Last week, I sat down with Harbor Resources Manager Chris Miller and asked him a few questions.
Harbor Resources is structured under the city of Newport Beach's Public Works Department. It's tasked with managing everything on the waterside of our harbor's bulkheads. This includes piers, dredging, pump out stations, city codes, complaints and permits pertaining to our harbor.
Miller grew up in Newport Beach. As a child, he sailed sabots in Balboa Yacht Club's junior program.
"One of my fondest memories as a fifth-grader was sailing my sabot up to the Fun Zone, getting some pizza at Pizza Pete's, and playing skeet ball for most of the afternoon," Chris told me.
He attended Carden Hall for grade school and then went to Newport Harbor High School, Arizona State and Chapman universities. Along the way he worked in the city's youth employment services, its parking lots, and then in the harbor, where he was hired as harbor supervisor, working under his mentor, Tom Rossmiller.
Chris has now been managing our harbor's resources for three years. During his time in the job his three most memorable projects have been last year's completion of the Rhine Channel dredging, the realignment of the mooring fields and refurbishment of the public docks.
"I truly enjoy working with the public on projects," Chris said. "I get to meet people like Carter Ford, who put in a tremendous amount of time into the public docks, making sure they came out as well as they did."

══════════════════════════════

EXERCISE REQUIREMENTS:
1. Return the passage of the profile between "Miller grew up" and "Chris told me.", inclusive.
2. In the profile, who was Miller's mentor when he was hired as harbor supervisor?
3. Decide whether each statement agrees with the profile, answering yes or no and quoting the words that settle it: (a) Harbor Resources falls under the city's Public Works Department. (b) Miller has managed the harbor's resources for five years. (c) As a child, Miller sailed in Balboa Yacht Club's junior program.
The entries are separate material, unconnected to the profile.

(Image-grounded pointing data)
══════════════════════════════

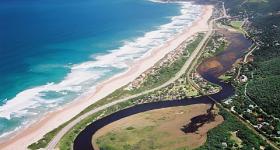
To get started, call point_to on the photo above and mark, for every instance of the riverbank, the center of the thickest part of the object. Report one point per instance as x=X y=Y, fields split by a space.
x=54 y=119
x=133 y=131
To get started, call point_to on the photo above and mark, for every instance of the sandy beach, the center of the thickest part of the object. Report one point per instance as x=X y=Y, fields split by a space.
x=52 y=120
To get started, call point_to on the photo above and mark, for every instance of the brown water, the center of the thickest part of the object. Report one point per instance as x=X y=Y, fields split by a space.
x=210 y=69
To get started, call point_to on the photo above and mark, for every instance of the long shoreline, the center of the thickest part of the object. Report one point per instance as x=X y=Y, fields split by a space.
x=53 y=119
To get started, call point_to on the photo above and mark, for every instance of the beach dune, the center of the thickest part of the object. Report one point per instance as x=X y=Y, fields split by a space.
x=53 y=119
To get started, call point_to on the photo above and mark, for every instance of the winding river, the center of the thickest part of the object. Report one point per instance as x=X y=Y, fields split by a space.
x=210 y=69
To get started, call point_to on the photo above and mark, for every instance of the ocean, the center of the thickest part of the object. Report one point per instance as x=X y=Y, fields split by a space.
x=51 y=52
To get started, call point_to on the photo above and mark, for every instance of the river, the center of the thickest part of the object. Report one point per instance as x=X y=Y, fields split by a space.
x=210 y=69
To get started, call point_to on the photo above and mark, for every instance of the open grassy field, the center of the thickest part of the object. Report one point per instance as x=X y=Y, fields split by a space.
x=157 y=129
x=236 y=24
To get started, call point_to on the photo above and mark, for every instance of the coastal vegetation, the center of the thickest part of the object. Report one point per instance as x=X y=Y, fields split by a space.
x=157 y=129
x=221 y=137
x=257 y=82
x=159 y=76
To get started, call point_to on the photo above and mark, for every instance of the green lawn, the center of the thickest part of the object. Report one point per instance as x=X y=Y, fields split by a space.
x=236 y=24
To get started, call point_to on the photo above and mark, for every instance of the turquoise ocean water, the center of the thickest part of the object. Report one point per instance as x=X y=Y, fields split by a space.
x=51 y=52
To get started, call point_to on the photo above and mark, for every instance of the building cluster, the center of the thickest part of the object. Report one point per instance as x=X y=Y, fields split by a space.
x=164 y=62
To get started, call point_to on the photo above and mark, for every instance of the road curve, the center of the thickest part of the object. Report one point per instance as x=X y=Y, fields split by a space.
x=187 y=64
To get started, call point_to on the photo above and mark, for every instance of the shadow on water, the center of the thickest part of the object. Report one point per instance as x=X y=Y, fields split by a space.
x=210 y=69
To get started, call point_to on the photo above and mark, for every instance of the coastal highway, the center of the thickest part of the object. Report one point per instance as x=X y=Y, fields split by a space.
x=186 y=66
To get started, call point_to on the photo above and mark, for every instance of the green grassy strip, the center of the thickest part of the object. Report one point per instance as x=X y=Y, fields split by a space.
x=164 y=75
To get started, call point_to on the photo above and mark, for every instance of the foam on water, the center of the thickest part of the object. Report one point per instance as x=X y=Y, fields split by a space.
x=32 y=103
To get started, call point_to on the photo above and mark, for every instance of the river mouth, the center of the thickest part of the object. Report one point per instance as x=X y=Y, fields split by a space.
x=210 y=69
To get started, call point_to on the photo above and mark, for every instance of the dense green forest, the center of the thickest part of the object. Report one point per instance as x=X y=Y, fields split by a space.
x=224 y=134
x=265 y=92
x=264 y=27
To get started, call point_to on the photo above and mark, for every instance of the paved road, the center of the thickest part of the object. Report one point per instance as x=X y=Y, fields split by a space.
x=194 y=55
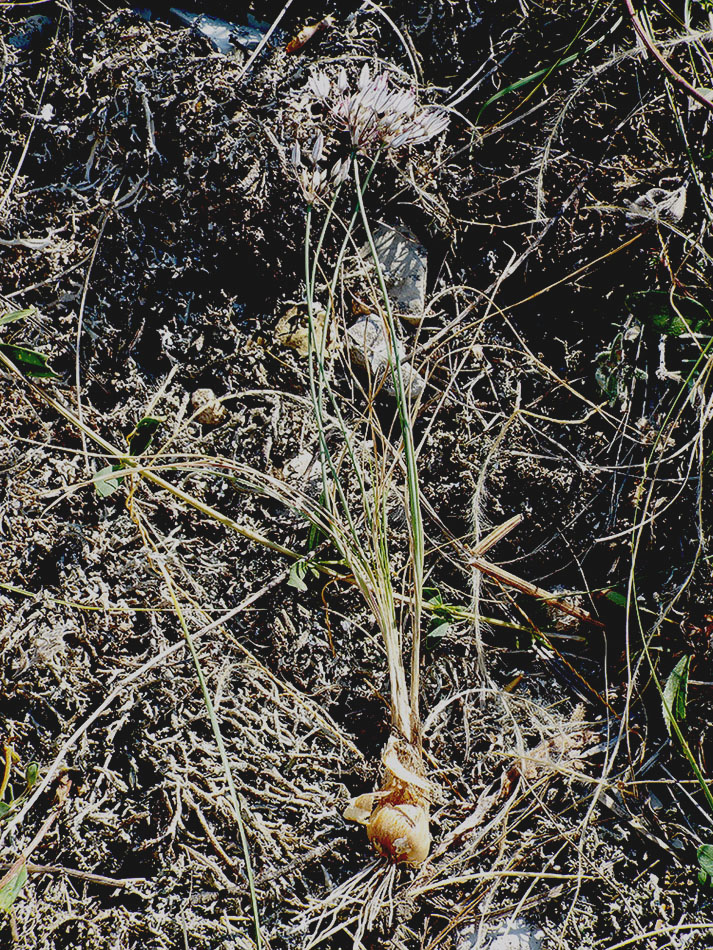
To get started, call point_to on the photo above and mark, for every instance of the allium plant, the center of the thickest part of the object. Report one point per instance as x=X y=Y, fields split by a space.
x=375 y=114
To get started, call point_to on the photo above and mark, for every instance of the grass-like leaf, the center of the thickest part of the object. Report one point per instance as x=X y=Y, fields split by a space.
x=675 y=693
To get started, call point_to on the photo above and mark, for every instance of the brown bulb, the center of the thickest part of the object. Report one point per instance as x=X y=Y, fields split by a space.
x=400 y=832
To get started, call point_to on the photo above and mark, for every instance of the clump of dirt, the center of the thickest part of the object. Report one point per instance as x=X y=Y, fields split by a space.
x=152 y=226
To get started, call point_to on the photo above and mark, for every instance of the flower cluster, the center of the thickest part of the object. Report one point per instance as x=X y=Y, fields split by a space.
x=312 y=176
x=376 y=113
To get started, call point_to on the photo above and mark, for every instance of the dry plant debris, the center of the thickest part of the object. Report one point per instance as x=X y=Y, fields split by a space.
x=555 y=321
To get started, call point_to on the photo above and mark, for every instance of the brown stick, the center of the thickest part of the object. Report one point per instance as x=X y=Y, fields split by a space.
x=676 y=76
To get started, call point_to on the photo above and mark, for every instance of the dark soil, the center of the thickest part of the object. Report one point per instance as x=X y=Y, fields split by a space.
x=150 y=220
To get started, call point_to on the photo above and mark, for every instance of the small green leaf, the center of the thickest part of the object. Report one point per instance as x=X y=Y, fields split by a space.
x=17 y=315
x=32 y=774
x=437 y=633
x=705 y=858
x=616 y=598
x=297 y=572
x=142 y=435
x=12 y=884
x=29 y=361
x=675 y=693
x=105 y=485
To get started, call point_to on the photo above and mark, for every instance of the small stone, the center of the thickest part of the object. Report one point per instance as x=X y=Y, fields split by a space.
x=292 y=328
x=658 y=204
x=404 y=263
x=208 y=409
x=368 y=346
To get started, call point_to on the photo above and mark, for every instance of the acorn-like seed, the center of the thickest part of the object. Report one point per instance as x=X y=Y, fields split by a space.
x=400 y=832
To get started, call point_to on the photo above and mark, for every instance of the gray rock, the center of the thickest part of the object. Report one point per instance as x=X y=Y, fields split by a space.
x=658 y=204
x=368 y=346
x=405 y=265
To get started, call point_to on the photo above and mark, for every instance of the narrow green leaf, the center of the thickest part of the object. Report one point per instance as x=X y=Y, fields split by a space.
x=675 y=693
x=436 y=633
x=29 y=361
x=141 y=437
x=105 y=485
x=705 y=858
x=32 y=774
x=297 y=572
x=12 y=884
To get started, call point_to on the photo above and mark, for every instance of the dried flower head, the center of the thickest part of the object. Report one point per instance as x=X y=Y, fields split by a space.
x=375 y=112
x=313 y=178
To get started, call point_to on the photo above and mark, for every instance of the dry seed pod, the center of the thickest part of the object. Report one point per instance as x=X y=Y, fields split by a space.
x=396 y=817
x=209 y=411
x=400 y=832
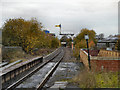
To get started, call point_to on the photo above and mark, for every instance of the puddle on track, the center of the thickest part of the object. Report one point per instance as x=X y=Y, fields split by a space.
x=35 y=80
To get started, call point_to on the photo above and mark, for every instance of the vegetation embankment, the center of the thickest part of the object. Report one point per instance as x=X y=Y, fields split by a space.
x=92 y=79
x=88 y=79
x=27 y=34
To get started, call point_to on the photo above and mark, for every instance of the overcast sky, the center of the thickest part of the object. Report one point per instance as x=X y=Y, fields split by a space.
x=99 y=15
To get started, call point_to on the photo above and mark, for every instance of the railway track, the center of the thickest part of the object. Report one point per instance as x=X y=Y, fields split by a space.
x=40 y=83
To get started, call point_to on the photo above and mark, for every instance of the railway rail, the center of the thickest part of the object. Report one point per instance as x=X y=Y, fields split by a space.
x=59 y=54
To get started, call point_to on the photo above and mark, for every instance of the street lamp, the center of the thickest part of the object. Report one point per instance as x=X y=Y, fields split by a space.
x=86 y=38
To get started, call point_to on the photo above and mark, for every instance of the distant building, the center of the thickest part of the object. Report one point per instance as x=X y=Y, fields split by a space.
x=107 y=43
x=52 y=34
x=46 y=31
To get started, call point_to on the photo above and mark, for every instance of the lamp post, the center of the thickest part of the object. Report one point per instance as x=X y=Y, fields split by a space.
x=86 y=38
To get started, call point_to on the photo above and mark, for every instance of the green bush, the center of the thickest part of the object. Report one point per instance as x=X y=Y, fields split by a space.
x=89 y=79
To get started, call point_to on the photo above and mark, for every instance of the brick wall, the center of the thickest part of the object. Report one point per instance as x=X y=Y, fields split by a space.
x=105 y=53
x=106 y=65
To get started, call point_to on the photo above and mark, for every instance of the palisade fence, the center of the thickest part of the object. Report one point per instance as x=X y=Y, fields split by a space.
x=105 y=60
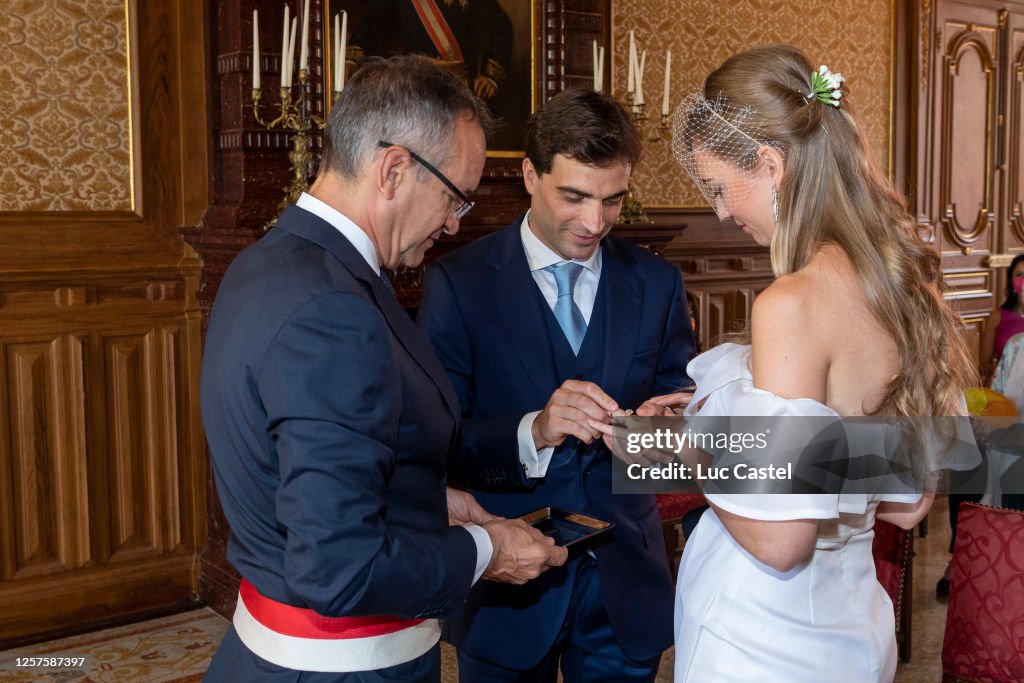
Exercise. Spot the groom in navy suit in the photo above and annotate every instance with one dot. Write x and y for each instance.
(329, 418)
(540, 327)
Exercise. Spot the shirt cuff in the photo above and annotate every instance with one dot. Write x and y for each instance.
(535, 463)
(484, 549)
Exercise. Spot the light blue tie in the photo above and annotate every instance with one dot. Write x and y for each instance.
(566, 312)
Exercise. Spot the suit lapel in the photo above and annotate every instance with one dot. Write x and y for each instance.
(624, 295)
(516, 300)
(311, 227)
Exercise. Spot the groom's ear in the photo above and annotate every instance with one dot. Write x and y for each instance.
(529, 175)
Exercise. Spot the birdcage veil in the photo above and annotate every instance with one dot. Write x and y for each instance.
(708, 132)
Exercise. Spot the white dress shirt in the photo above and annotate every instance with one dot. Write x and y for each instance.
(364, 245)
(539, 257)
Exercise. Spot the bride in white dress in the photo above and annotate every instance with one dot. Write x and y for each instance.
(782, 587)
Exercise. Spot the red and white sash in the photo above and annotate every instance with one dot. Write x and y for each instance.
(301, 639)
(438, 30)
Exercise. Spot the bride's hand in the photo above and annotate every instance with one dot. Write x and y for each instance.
(615, 438)
(666, 404)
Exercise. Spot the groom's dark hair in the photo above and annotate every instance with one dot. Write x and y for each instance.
(587, 126)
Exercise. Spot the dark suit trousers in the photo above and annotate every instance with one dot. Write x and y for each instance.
(233, 663)
(585, 645)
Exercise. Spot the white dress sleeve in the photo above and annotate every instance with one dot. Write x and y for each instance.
(725, 388)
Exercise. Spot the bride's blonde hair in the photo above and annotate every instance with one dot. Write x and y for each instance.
(833, 193)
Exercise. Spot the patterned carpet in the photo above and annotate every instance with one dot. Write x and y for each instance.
(178, 648)
(170, 649)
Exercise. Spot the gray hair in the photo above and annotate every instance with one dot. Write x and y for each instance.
(404, 100)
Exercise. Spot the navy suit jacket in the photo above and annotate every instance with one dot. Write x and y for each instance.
(330, 422)
(485, 318)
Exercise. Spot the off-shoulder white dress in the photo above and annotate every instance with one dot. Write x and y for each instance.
(738, 620)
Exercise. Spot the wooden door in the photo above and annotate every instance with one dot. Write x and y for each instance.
(972, 153)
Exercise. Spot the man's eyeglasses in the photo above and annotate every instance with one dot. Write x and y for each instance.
(466, 205)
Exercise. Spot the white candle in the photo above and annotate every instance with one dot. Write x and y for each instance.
(668, 71)
(255, 50)
(336, 43)
(290, 67)
(640, 68)
(632, 63)
(284, 51)
(341, 50)
(304, 51)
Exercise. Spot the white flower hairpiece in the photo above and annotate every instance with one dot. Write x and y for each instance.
(825, 86)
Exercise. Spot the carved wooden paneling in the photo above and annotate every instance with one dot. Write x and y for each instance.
(44, 451)
(968, 136)
(969, 147)
(1014, 213)
(101, 502)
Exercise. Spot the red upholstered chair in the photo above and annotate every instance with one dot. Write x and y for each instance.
(672, 507)
(984, 639)
(892, 548)
(893, 551)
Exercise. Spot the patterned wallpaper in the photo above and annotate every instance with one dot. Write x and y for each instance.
(65, 124)
(850, 36)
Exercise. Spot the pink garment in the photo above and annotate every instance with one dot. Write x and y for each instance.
(1011, 323)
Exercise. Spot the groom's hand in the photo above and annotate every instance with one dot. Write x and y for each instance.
(568, 412)
(463, 509)
(520, 552)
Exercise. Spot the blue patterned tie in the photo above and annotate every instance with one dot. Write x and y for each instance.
(387, 282)
(566, 312)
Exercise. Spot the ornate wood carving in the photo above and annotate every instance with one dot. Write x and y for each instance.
(968, 133)
(100, 442)
(1014, 213)
(970, 151)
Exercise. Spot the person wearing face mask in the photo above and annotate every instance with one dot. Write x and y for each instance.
(1006, 321)
(781, 586)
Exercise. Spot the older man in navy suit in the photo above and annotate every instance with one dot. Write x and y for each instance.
(329, 417)
(541, 327)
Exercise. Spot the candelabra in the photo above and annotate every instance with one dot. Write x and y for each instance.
(633, 211)
(294, 119)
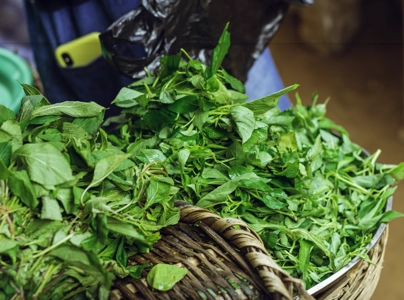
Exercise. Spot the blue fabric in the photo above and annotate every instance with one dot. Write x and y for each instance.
(263, 79)
(52, 23)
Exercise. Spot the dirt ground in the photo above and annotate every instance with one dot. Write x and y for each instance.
(365, 87)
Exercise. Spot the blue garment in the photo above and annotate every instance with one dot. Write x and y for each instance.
(52, 23)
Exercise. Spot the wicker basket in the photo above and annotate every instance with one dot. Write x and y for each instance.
(361, 281)
(224, 257)
(227, 260)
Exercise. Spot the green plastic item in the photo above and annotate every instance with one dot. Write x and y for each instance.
(13, 71)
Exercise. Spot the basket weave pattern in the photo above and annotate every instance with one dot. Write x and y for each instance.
(361, 281)
(224, 257)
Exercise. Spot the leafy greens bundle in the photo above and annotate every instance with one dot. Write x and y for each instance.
(76, 201)
(295, 177)
(73, 207)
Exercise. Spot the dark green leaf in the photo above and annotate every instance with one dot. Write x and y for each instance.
(44, 163)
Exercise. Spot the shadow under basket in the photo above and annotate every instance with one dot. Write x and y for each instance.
(226, 259)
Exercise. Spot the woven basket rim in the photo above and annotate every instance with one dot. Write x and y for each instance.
(323, 285)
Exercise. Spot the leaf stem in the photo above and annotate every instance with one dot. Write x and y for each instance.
(54, 246)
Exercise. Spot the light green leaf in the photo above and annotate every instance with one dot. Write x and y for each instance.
(50, 209)
(103, 168)
(163, 277)
(219, 53)
(129, 98)
(44, 163)
(21, 186)
(70, 108)
(245, 121)
(264, 104)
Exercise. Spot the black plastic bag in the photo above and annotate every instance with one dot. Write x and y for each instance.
(162, 27)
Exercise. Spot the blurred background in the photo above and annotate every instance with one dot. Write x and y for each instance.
(347, 50)
(351, 52)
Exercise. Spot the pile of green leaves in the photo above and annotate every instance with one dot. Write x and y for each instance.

══════════════════════════════

RESULTS OF THE EXERCISE:
1.
Miller grew up in Newport Beach. As a child, he sailed sabots in Balboa Yacht Club's junior program.
"One of my fondest memories as a fifth-grader was sailing my sabot up to the Fun Zone, getting some pizza at Pizza Pete's, and playing skeet ball for most of the afternoon," Chris told me.

2. Tom Rossmiller

3.
(a) Yes: "Harbor Resources is structured under the city of Newport Beach's Public Works Department."
(b) No: "Chris has now been managing our harbor's resources for three years."
(c) Yes: "As a child, he sailed sabots in Balboa Yacht Club's junior program."